Point localization data
[Start of Attachment]

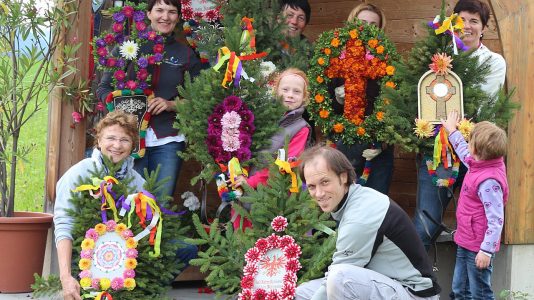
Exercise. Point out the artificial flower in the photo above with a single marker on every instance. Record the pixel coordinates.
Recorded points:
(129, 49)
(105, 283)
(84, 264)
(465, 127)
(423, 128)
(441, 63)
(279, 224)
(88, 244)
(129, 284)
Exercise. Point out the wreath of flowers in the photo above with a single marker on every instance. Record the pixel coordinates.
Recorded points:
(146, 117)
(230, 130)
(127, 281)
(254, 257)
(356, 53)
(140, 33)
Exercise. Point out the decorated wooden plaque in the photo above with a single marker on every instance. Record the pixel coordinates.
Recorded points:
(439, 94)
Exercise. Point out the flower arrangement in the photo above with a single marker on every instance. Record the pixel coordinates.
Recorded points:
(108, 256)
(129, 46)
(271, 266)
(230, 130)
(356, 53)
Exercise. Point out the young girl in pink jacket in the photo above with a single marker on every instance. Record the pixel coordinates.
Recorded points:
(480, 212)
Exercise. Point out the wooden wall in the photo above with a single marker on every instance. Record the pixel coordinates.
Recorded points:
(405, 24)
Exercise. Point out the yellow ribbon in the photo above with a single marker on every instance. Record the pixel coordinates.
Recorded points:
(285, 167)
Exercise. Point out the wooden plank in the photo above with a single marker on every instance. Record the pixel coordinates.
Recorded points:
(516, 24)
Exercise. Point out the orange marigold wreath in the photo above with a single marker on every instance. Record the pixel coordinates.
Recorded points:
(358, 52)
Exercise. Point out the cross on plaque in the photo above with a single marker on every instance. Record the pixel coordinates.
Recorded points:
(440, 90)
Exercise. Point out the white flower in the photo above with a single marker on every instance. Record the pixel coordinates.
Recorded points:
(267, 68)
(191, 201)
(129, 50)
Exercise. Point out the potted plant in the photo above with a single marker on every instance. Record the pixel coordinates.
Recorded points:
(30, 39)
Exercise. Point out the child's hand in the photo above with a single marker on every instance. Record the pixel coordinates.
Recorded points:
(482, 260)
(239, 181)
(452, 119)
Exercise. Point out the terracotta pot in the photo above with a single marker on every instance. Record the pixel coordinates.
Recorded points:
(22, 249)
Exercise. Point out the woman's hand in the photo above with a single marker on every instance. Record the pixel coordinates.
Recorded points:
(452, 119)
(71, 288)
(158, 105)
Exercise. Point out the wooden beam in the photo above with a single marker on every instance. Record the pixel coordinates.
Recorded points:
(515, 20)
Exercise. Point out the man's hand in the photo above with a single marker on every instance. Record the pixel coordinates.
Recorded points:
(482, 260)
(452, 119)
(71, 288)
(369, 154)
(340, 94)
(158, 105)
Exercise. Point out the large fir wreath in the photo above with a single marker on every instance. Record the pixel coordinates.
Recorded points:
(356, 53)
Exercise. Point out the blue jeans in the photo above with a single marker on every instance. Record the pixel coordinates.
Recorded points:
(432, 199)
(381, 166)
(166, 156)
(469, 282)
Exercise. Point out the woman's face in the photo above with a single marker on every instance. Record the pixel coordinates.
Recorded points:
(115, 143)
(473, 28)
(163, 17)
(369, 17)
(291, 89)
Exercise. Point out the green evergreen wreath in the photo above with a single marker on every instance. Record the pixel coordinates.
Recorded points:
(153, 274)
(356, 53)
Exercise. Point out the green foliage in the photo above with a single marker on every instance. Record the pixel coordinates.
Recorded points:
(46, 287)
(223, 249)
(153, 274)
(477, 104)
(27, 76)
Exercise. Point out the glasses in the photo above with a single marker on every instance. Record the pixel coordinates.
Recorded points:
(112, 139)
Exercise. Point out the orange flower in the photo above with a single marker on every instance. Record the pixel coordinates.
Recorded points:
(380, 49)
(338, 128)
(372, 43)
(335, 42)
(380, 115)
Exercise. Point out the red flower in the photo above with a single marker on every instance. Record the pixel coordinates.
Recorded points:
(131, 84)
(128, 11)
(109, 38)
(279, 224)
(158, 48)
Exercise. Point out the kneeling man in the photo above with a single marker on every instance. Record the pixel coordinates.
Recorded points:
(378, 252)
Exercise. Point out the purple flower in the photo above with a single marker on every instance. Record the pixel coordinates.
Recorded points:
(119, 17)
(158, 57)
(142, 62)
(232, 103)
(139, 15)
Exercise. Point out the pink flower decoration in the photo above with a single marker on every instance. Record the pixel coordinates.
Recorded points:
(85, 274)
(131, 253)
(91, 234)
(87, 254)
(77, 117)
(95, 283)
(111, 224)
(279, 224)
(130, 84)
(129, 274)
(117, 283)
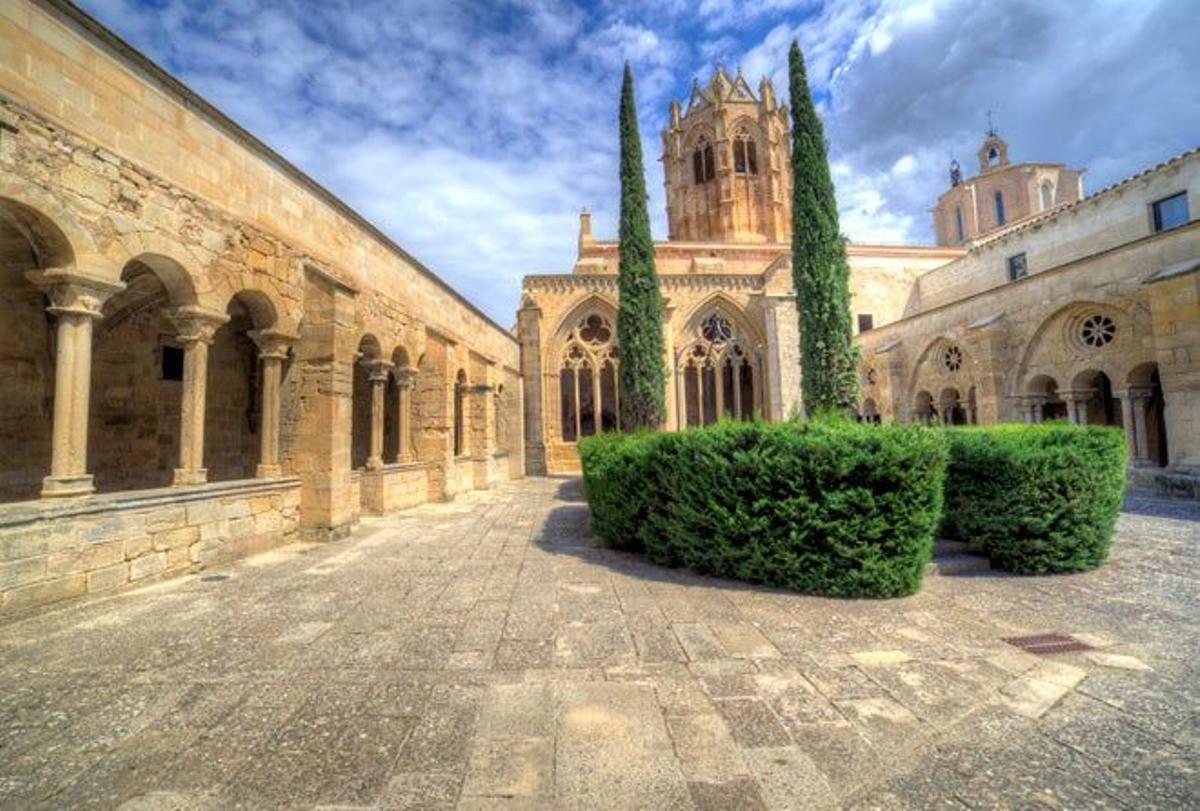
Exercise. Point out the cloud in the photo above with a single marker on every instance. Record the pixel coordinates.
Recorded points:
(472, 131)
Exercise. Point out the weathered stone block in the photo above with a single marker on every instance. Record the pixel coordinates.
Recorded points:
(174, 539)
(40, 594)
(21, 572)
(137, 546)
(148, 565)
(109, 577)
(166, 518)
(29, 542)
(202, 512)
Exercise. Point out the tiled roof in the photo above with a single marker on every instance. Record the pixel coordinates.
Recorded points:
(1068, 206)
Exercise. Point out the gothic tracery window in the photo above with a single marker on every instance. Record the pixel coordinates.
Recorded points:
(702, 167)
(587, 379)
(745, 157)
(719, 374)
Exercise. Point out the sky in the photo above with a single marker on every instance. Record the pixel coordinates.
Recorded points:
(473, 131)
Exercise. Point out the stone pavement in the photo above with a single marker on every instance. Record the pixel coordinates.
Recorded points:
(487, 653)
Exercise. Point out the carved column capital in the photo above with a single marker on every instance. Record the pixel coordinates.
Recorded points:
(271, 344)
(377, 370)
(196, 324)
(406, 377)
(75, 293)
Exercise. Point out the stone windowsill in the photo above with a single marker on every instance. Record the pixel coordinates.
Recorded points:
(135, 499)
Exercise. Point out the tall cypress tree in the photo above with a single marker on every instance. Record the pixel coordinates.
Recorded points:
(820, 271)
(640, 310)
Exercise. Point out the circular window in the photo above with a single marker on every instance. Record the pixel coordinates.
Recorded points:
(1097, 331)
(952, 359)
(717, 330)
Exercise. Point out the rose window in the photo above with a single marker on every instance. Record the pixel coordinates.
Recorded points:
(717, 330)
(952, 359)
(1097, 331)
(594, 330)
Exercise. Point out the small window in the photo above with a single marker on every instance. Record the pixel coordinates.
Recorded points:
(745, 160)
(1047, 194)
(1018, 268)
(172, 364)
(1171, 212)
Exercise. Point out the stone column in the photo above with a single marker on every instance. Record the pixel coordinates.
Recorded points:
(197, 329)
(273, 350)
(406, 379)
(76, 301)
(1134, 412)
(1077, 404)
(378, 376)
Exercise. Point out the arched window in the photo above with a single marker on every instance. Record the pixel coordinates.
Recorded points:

[End of Attachment]
[Start of Attachment]

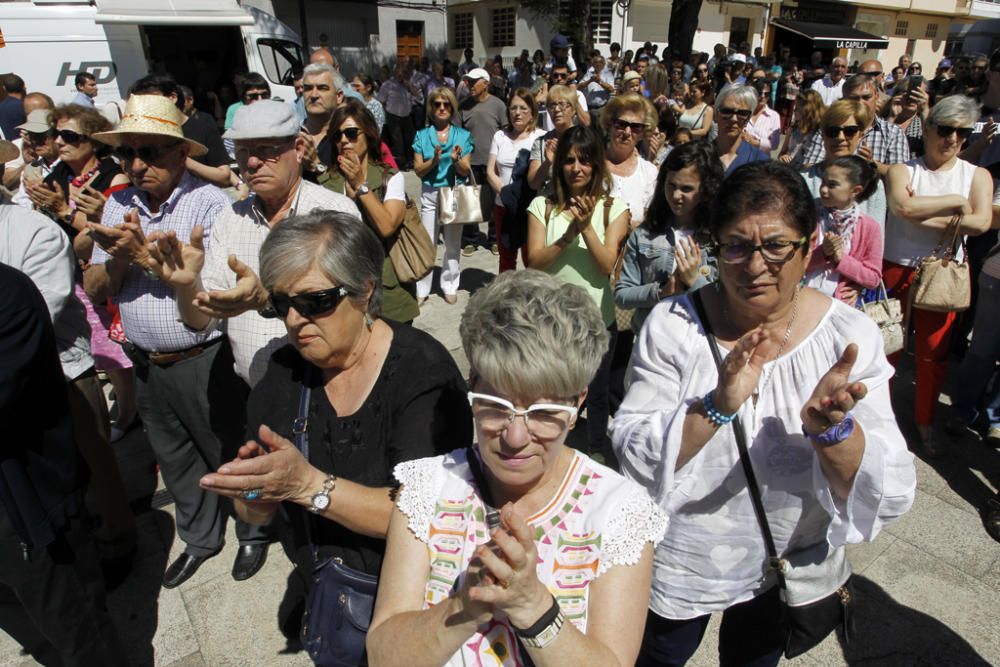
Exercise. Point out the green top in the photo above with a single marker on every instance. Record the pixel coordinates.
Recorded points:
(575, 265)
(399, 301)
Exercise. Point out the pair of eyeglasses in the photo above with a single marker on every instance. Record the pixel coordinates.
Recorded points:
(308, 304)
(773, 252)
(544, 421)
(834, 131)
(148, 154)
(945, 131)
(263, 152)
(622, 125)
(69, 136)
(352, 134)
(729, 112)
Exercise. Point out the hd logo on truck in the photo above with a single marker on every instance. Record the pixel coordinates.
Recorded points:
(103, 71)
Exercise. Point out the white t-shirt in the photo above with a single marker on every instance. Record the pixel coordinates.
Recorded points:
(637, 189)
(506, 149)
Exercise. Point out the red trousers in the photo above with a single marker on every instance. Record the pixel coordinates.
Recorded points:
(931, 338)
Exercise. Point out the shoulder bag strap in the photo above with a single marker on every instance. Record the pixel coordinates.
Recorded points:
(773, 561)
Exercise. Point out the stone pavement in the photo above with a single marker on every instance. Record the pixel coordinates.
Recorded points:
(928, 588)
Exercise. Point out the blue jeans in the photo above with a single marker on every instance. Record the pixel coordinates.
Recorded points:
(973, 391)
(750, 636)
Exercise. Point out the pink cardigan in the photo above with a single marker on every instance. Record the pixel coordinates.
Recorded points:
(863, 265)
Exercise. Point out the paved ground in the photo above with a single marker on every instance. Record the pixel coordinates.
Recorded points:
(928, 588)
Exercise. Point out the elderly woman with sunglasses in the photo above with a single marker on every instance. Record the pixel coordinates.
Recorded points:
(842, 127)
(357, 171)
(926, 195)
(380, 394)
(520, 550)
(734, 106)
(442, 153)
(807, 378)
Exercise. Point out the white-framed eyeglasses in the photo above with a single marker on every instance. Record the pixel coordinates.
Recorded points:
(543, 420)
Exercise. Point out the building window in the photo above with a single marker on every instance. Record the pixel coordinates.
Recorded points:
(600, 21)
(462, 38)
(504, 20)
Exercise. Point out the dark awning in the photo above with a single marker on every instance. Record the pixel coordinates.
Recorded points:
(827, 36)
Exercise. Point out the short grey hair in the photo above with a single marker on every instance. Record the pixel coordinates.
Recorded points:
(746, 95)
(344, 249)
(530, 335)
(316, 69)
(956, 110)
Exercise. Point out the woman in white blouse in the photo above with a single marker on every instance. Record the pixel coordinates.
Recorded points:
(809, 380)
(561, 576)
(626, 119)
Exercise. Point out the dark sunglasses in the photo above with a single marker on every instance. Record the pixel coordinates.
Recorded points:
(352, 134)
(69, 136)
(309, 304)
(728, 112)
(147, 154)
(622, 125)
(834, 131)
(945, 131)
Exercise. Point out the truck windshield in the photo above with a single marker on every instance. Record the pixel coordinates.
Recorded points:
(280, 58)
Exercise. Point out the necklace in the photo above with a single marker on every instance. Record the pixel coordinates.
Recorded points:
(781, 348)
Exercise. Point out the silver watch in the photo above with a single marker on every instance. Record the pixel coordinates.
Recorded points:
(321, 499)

[End of Attachment]

Your instructions: Extract exactly and only the lines above from the line containing "Exercise. Point out the wooden beam" through the line containing "Exercise. Point out the glasses", both end lines included.

Answer to this task:
Exercise. Point out the wooden beam in the photo above with a single marker on every instance. Record the pixel coordinates.
Recorded points:
(515, 20)
Exercise. Point out the man's hand in the photo above with a single marker on every instance. Record the pixel coordinates.
Recorded points:
(482, 260)
(452, 119)
(71, 288)
(369, 154)
(340, 94)
(158, 105)
Exercise. Point out the large fir wreath in the photo above with a single marker on every instance. Record the pixel coordinates.
Recorded points:
(356, 53)
Exercise. Point out the blue jeans in the photo above with a single marker on every instance. Record the pixel coordinates.
Recorded points:
(432, 199)
(381, 166)
(166, 156)
(469, 282)
Exercise. Point out the woman's face in the photo above with a single marker on every instance. Record the pixel coordinates.
Recorded points:
(115, 143)
(473, 28)
(163, 17)
(369, 17)
(291, 89)
Exercise. Point out the green evergreen wreath in the photo above with a single marker on every instance. Record the pixel coordinates.
Recorded points:
(153, 274)
(356, 53)
Exercise. Point out the green foliage in the photo above with a single marker on every instance. Record the pixel coordinates.
Recorded points:
(46, 287)
(223, 249)
(153, 274)
(477, 104)
(27, 76)
Exercise. Point out the glasses in the photo above with a single marker on every instance. Record the pixel coordinates.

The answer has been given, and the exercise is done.